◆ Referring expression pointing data
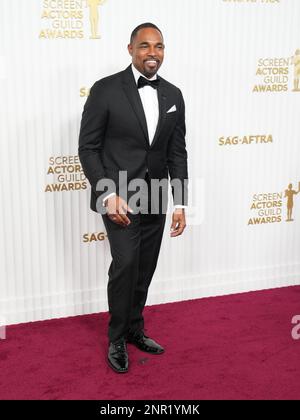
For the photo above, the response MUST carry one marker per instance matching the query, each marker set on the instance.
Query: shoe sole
(114, 369)
(145, 351)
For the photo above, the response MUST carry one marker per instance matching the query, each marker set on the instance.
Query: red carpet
(232, 347)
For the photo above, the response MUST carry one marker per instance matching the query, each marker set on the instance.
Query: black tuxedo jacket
(114, 136)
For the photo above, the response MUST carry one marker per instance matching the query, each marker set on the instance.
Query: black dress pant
(135, 250)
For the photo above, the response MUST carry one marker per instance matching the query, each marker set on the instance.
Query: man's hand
(117, 209)
(178, 223)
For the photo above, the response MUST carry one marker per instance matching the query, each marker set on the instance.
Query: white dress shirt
(150, 103)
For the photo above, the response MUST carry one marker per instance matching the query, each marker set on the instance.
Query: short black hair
(142, 26)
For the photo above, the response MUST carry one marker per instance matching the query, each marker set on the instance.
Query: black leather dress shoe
(144, 343)
(118, 356)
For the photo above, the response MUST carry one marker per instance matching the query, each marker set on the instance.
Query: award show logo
(269, 207)
(289, 194)
(70, 19)
(89, 238)
(245, 140)
(275, 74)
(67, 174)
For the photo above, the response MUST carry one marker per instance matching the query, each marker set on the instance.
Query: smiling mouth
(152, 62)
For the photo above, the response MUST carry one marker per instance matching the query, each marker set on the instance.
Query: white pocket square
(173, 109)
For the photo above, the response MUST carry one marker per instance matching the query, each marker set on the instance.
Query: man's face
(147, 51)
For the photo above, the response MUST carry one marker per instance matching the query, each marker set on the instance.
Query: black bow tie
(146, 82)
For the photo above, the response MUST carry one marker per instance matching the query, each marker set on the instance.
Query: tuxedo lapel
(134, 98)
(162, 101)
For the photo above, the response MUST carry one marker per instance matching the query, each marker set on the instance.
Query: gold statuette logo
(70, 19)
(289, 194)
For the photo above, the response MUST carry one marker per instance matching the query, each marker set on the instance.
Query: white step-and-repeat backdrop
(238, 65)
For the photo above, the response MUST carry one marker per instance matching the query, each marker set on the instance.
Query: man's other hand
(178, 223)
(116, 210)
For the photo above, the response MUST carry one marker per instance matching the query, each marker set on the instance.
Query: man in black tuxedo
(134, 122)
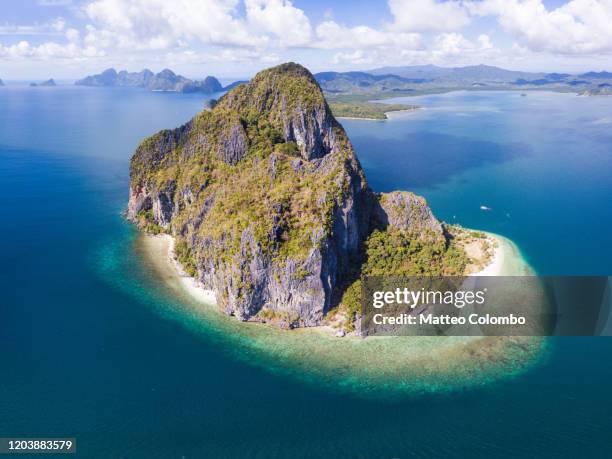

◆ EXERCISE DIRECTIONS
Could you restate each record word for word, keeping the pictures out?

◆ SOLUTION
For the photo above, the response MUST carry one marker per instance matching the query, each marker set on the instance.
Query: shoe sole
(114, 369)
(145, 351)
For the photo above, the response MUST carry one marker per instance matching the query, each marker set on the instance.
Query: red carpet
(232, 347)
For the photo above, the response MUST carry one marker per instance matching the query, each marker set on the instance.
Query: black tuxedo jacket
(114, 136)
For the photo above, the response MUST carry one marker per instance matching the query, each marker set on the instance.
Query: black dress pant
(135, 250)
For the photo above, the response MUST carry one marker per instance matching the query, each marker set on the instance.
Query: man's hand
(117, 209)
(178, 223)
For the photo above, the response MUST carry one marker per instance matching the query, each marker set on the instance.
Query: white dress shirt
(150, 103)
For the photo above, the response MUST carry one marker per instance matching the query, each marker set on the instance.
Query: short black hair
(142, 26)
For the photo above, the response MUST carry one marker per instance matching the query, each marker set on the instance.
Query: black leather dress shoe
(144, 343)
(118, 356)
For the photo above, the response MUST carry one marker per instance matching the query, each marker set on the instance.
Query: award show logo
(269, 207)
(289, 194)
(70, 19)
(89, 238)
(245, 140)
(275, 74)
(67, 174)
For the photo above, the response MUST carry one marker per instance matching the query, each marker set on the instance.
Query: smiling mouth
(152, 62)
For the photo above, the response MUST carry one marker per instance matching the query, each marker set on the instance.
Query: white pocket square
(173, 109)
For the photo above, the response MUST carry one marker per instance matching the query, each marker set on the instance.
Query: man's face
(147, 51)
For the photo above, the response MUST carry one marker per instance matching the query, each marker set on the instance.
Query: black bow tie
(146, 82)
For the photo above, the response MUST carry one marker per instance matching the query, each marker set on the instance.
Query: tuxedo lapel
(134, 98)
(162, 101)
For the photo above, the response MUST carry one marker per instance matching the query, each marker set on the instance.
Query: gold statuette logo
(70, 19)
(289, 194)
For the photo above, the response MUST carry one marker per instance matching the query, each marker set on the instance.
Query: white step-and-repeat backdrop
(238, 65)
For the photo above, the response MUST carry one marker per instance matching the query, each marker set on the instance.
Query: man's other hand
(178, 223)
(116, 210)
For the photo above, the response MUST carry one marker per instance matching the query, each marker set on the instance.
Query: man in black tuxedo
(134, 122)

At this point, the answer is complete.